## SOURCE TEXT:
▬▬▬

In a normal season, Brittani Coury would be putting on her helmet and strapping into her snowboard right now. Instead, the USA rider is putting on scrubs and heading to the front line of the global battle against the COVID-19 coronavirus pandemic.
Coury is a registered nurse. When the World Para Snowboard World Cup season was cut short in March, she answered the call to care for the rapidly growing number of coronavirus patients in USA.
“I love being a nurse. It’s my other passion aside from snowboarding and in times like these if you have a degree, especially in health care, and you don’t put it to use and you don’t go out there and help, I feel like that’s such a huge disservice,” the SB-LL2 rider said. “I don’t think I could live with myself if I just stayed home because I was worried about catching the virus.”
Coury was so tired on the night of her first World Cup race in Hafjell, Norway that she did not wake up when team staff knocked on her hotel door about a late evening meeting.
When she got up the next morning, the news came in waves. The next World Cup races in Norway were cancelled due to COVID-19, and her home country was closing its borders to flights from Europe in less than 48 hours.
By 1 am, most of the USA athletes, including Coury - her luggage one bronze medal heavier - were on a bus headed for the airport.
“I didn’t freak out. I wasn’t scared. In times like this, you have to roll with the punches,” Coury said. “It was a time for me to reflect and be thankful that I was in a place where I could come back home.”
March not only brought an end to the World Cup for Coury, but the season overall as ski resorts across the world shut down amidst the global health crisis. If not for the pandemic, Coury expected to continue training with her group, Team Utah, until the summer.
“My season wouldn’t have been over until the mountains closed,” she said. “With Snowbird [ski resort], we had so much snow that we would be training into June, easily.”
With the ski resorts closed, Coury turned her attention to another pursuit she feels as passionate about as snowboarding. On Monday, March 30 she will start her shifts as a nurse at the University of Utah Hospital in an effort to outrace the fast-spreading virus.
The nursing profession was not a natural match for Coury. As a teenager, she dreamed of becoming a professional snowboarder and never considered going to nursing school.
That changed when she injured her right ankle and underwent eight surgeries in the span of two and a half years.
“During all of my surgeries I had incredible nurses and I’ve had nurses throughout my adult life that have impacted me in such a way that it inspired me to want to become a nurse,” Coury said. “I saw that I could do that for somebody else.”

▬▬▬

## GIVEN DATA:
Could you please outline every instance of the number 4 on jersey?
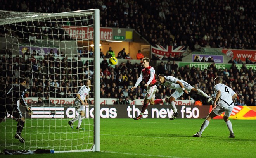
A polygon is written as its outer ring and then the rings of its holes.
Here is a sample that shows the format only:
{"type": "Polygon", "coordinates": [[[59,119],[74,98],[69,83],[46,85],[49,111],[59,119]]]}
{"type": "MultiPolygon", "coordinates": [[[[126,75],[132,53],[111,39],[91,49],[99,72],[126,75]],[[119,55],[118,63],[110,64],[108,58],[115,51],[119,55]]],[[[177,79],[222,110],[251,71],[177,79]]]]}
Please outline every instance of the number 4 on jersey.
{"type": "Polygon", "coordinates": [[[225,87],[225,91],[226,92],[227,92],[228,94],[229,94],[229,91],[228,91],[228,88],[227,87],[225,87]]]}

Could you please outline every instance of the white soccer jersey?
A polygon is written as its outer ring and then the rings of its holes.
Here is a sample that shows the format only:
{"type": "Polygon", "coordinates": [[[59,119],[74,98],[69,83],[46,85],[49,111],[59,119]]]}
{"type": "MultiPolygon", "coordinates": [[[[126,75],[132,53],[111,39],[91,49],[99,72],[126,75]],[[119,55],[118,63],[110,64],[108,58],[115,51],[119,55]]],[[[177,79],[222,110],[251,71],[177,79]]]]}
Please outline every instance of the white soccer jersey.
{"type": "Polygon", "coordinates": [[[232,96],[235,93],[229,87],[222,84],[219,83],[213,87],[215,93],[220,91],[221,94],[219,100],[219,105],[223,107],[232,107],[234,103],[232,99],[232,96]]]}
{"type": "Polygon", "coordinates": [[[178,81],[182,83],[184,86],[185,89],[189,91],[191,91],[191,89],[193,88],[190,84],[187,83],[186,81],[182,79],[178,79],[173,76],[164,76],[165,79],[165,82],[162,84],[161,84],[159,81],[158,82],[158,84],[168,87],[169,88],[177,89],[180,91],[183,91],[182,88],[178,84],[176,83],[177,81],[178,81]]]}
{"type": "Polygon", "coordinates": [[[80,95],[80,97],[82,100],[85,100],[85,97],[88,95],[90,88],[89,87],[87,88],[85,85],[83,85],[79,89],[78,93],[80,95]]]}

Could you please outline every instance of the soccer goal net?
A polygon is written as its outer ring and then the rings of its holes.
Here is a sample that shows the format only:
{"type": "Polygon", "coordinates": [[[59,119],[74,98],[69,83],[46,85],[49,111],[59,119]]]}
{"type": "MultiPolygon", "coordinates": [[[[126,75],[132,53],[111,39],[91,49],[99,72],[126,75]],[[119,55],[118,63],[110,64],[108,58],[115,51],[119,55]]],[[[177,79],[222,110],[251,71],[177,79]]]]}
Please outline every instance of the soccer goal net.
{"type": "Polygon", "coordinates": [[[15,137],[18,122],[7,113],[0,124],[0,152],[99,151],[99,10],[0,14],[0,88],[25,76],[25,100],[33,113],[29,116],[20,107],[24,143],[15,137]],[[80,114],[76,95],[88,80],[89,106],[80,127],[75,119],[72,128],[68,122],[80,114]]]}

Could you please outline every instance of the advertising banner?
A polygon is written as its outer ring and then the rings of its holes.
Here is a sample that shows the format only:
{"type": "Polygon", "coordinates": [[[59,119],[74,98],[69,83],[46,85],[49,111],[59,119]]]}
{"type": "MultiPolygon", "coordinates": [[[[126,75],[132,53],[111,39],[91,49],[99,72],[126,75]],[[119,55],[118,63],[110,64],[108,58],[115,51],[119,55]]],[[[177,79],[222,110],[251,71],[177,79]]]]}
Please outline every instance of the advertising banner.
{"type": "MultiPolygon", "coordinates": [[[[71,38],[80,40],[90,39],[93,40],[93,27],[62,25],[65,31],[71,38]]],[[[112,28],[100,28],[100,40],[112,40],[113,31],[112,28]]]]}
{"type": "Polygon", "coordinates": [[[233,57],[233,58],[240,58],[242,61],[245,61],[248,58],[253,62],[256,61],[256,51],[255,50],[223,49],[222,53],[227,56],[233,57]]]}
{"type": "Polygon", "coordinates": [[[29,49],[30,50],[30,52],[29,52],[30,54],[32,53],[33,50],[35,50],[36,52],[36,54],[38,55],[44,55],[45,54],[48,54],[52,49],[53,50],[54,53],[57,52],[57,50],[58,50],[58,49],[56,48],[37,47],[33,46],[19,46],[19,48],[20,55],[23,55],[24,54],[28,49],[29,49]]]}
{"type": "MultiPolygon", "coordinates": [[[[44,98],[42,99],[45,99],[44,98]]],[[[25,98],[25,100],[28,105],[37,103],[38,98],[28,97],[25,98]]],[[[50,104],[74,104],[75,98],[50,98],[49,100],[50,104]]],[[[90,98],[90,101],[92,104],[93,104],[94,100],[93,98],[90,98]]],[[[100,99],[100,104],[104,105],[113,105],[118,100],[117,99],[100,99]]],[[[143,99],[135,99],[133,100],[129,100],[130,104],[131,105],[143,105],[143,99]]],[[[176,100],[175,102],[176,105],[193,105],[195,101],[192,100],[176,100]]],[[[163,104],[163,103],[162,103],[163,104]]]]}
{"type": "MultiPolygon", "coordinates": [[[[224,114],[223,113],[213,118],[223,119],[224,114]]],[[[229,118],[234,120],[256,120],[256,106],[235,106],[229,118]]]]}
{"type": "MultiPolygon", "coordinates": [[[[204,70],[204,69],[208,69],[209,66],[211,65],[210,63],[208,62],[179,62],[179,67],[182,66],[185,67],[187,65],[189,65],[189,67],[192,67],[193,66],[195,67],[199,67],[200,70],[204,70]]],[[[227,68],[228,70],[229,70],[231,67],[232,64],[215,64],[215,67],[217,69],[221,69],[224,70],[225,69],[227,68]]],[[[236,64],[236,66],[238,70],[239,71],[241,69],[241,68],[242,66],[242,64],[236,64]]],[[[256,70],[256,64],[246,64],[246,66],[247,69],[248,69],[250,67],[253,68],[253,70],[255,71],[256,70]]]]}
{"type": "Polygon", "coordinates": [[[205,57],[205,60],[207,61],[208,59],[212,57],[213,58],[213,61],[215,63],[223,63],[224,62],[224,58],[223,55],[211,55],[207,54],[193,54],[192,55],[192,61],[195,59],[196,57],[198,57],[198,59],[201,61],[203,58],[203,57],[205,57]]]}

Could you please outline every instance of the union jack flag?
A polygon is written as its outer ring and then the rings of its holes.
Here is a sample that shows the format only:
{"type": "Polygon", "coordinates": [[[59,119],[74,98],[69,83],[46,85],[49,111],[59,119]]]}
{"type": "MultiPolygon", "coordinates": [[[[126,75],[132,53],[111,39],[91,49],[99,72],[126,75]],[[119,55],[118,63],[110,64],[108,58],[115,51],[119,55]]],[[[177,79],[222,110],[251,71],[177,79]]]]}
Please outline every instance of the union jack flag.
{"type": "Polygon", "coordinates": [[[187,46],[167,46],[166,48],[161,45],[157,45],[156,46],[151,46],[151,52],[153,54],[156,54],[160,59],[164,55],[167,57],[170,55],[172,57],[180,56],[187,50],[187,46]]]}

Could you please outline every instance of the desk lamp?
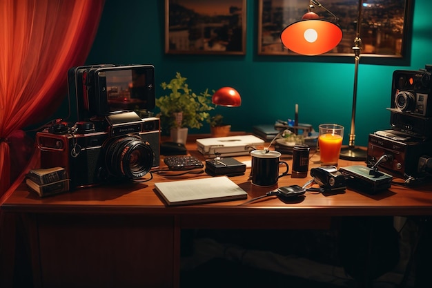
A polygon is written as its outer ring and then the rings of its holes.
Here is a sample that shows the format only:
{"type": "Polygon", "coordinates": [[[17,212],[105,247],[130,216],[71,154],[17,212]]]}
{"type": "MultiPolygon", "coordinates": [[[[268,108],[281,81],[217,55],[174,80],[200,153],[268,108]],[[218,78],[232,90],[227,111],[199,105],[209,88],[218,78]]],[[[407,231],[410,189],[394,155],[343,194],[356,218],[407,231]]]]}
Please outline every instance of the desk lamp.
{"type": "Polygon", "coordinates": [[[325,10],[337,21],[337,17],[316,0],[311,0],[308,12],[302,20],[293,23],[281,33],[282,44],[298,54],[314,56],[328,52],[342,39],[342,30],[337,24],[320,18],[313,10],[315,6],[325,10]]]}
{"type": "MultiPolygon", "coordinates": [[[[354,91],[348,146],[342,148],[340,152],[340,158],[348,160],[366,160],[366,151],[355,148],[354,144],[358,64],[362,44],[360,35],[362,2],[359,0],[357,34],[354,40],[355,46],[353,47],[355,59],[354,91]]],[[[317,0],[311,0],[308,12],[303,15],[302,19],[289,25],[282,30],[281,41],[285,47],[298,54],[313,56],[328,52],[339,44],[342,38],[342,30],[337,24],[320,19],[320,16],[312,11],[315,6],[325,10],[334,17],[335,21],[338,20],[334,14],[325,8],[317,0]]]]}
{"type": "MultiPolygon", "coordinates": [[[[212,96],[211,102],[215,105],[238,107],[242,105],[242,97],[240,93],[233,88],[222,87],[215,92],[212,96]]],[[[214,159],[215,164],[219,164],[221,159],[220,155],[217,155],[214,159]]]]}
{"type": "Polygon", "coordinates": [[[242,97],[237,90],[233,88],[222,87],[215,92],[211,102],[215,105],[238,107],[242,104],[242,97]]]}

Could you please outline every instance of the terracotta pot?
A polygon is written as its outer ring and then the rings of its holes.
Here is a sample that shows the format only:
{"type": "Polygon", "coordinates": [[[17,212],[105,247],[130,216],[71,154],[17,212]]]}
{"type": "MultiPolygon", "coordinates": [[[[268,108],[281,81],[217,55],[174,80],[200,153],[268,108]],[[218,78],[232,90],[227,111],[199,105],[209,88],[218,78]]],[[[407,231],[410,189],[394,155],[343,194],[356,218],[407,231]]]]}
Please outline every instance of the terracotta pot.
{"type": "Polygon", "coordinates": [[[231,125],[215,126],[210,127],[210,131],[213,137],[228,136],[230,130],[231,125]]]}
{"type": "Polygon", "coordinates": [[[170,131],[171,141],[176,143],[186,144],[188,128],[172,128],[170,131]]]}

▬▬▬

## PROMPT A:
Please reproduce the passage of the article on Brittani Coury between "In a normal" and "patients in USA.", inclusive.
## PROMPT B:
According to the article on Brittani Coury, how many surgeries did she undergo after injuring her right ankle?
## PROMPT C:
Write the next part of the article on Brittani Coury, continuing from its final paragraph.

## YOUR RESPONSE A:
In a normal season, Brittani Coury would be putting on her helmet and strapping into her snowboard right now. Instead, the USA rider is putting on scrubs and heading to the front line of the global battle against the COVID-19 coronavirus pandemic.
Coury is a registered nurse. When the World Para Snowboard World Cup season was cut short in March, she answered the call to care for the rapidly growing number of coronavirus patients in USA.

## YOUR RESPONSE B:
Eight surgeries, over two and a half years.

## YOUR RESPONSE C:
Coury chose to amputate her leg below the knee in 2011, after which she stopped snowboarding and took up nursing studies instead. It was not until watching the Para snowboard competition at the Sochi 2014 Paralympic Winter Games that she decided to get back on the board.
“I remember being like, ‘oh, I know I can do that. I know I could snowboard at that level. I know I could,’ but at the time I didn’t have a car. I didn’t have access to the mountains and I didn’t have money to go snowboarding,” she recalled.
“When I graduated in 2016, that thought was in the back of my mind that I had to get back on snow. I told myself I would do one race and if I failed epically, that was fine, but if I didn’t do that one race, I knew I was going to live the rest of my life with regret.”
True to her promise, Coury took part in her first Para snowboard race the same year as her graduation. She made her debut at the Dew Tour in December 2016 after just 12 days of learning how to ride with a prosthetic.
A year and two months later, she raced at the PyeongChang 2018 Paralympic Winter Games and took silver in banked slalom.
“Now I’m able to do my passion all year long. I work as a nurse during the summer and then I get to snowboard all winter long,” Coury said. “Snowboarding is what inspired me to want to become a nurse and nursing is what’s allowing me to snowboard.”
Coury knows it will not be business as usual when she goes back to the hospital next week, but she is all about having a positive mindset when things get hard.
“I’m not scared to go to work. I’m not afraid of it. I don’t live my life in fear and I believe that anything that happens is for a reason,” Coury added.
“Wearing a pedometer while doing a 12-hour shift as a nurse, I probably get more steps in a day than most people get in an entire week. If I was in my house for quarantine versus going to work, I’d have to run around my house all day long just to get my steps in.”